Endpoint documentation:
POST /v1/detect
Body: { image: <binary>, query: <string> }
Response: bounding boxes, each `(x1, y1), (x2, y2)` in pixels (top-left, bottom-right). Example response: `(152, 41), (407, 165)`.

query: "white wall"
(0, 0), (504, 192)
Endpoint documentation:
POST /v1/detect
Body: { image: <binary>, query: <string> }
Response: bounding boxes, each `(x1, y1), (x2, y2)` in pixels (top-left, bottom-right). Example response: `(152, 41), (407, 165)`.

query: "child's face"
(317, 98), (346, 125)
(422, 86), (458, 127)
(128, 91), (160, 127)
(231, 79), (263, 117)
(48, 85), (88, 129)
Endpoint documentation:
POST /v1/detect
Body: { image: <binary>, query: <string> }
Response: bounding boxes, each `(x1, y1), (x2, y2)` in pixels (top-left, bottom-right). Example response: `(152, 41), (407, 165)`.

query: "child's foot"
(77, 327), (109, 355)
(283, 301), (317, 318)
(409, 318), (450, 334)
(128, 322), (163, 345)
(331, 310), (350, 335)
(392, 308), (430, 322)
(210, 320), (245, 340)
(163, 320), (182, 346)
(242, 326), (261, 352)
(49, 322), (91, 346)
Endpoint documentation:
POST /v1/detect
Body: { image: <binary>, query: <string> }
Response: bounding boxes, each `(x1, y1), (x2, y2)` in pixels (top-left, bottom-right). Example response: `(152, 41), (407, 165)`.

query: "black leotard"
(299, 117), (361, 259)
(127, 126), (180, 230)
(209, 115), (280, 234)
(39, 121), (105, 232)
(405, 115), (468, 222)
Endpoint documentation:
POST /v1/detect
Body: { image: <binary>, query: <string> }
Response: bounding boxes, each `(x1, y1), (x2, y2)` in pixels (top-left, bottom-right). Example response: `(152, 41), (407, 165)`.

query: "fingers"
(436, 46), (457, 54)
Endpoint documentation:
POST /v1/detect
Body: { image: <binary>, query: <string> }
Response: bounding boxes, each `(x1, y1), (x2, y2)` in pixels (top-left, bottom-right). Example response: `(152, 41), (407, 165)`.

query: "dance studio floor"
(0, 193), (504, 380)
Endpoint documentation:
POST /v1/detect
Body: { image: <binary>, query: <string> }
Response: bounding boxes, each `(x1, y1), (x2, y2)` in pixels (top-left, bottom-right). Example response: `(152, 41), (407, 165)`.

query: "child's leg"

## INSTRUCTION
Copy the listing verbatim from its first line through the line containing "(49, 322), (91, 346)", including both of those lines.

## EXERCISE SOLUTION
Endpoint documentation:
POST /v1/detect
Body: { image: <binary>, query: <string> }
Response: bounding boxes, each `(x1, y1), (x2, y2)` in pixels (top-left, bottom-right). Example response: `(152, 41), (407, 165)`.

query: "white wall"
(0, 0), (504, 192)
Endpoint documentation:
POST /v1/detect
Body: { image: <binary>, query: <string> }
Response: bounding boxes, each `(x1, y1), (x2, y2)` in pixels (top-left, bottom-right). Example response: `(152, 41), (407, 165)`.

query: "child's face"
(317, 98), (346, 125)
(422, 86), (458, 127)
(128, 91), (160, 127)
(231, 79), (263, 117)
(48, 85), (88, 129)
Endpoint documentation:
POST /v1/detect
Body: { image: <binary>, query: <string> }
Response: bounding boxes, each `(x1, y1), (x2, y2)` in pixels (top-left, bottom-right). Example response: `(152, 41), (407, 165)`.

query: "child's foot"
(77, 327), (109, 355)
(283, 301), (317, 318)
(409, 318), (450, 334)
(128, 322), (163, 345)
(331, 310), (350, 335)
(392, 308), (430, 322)
(210, 320), (245, 340)
(163, 320), (182, 346)
(242, 326), (261, 352)
(49, 322), (91, 346)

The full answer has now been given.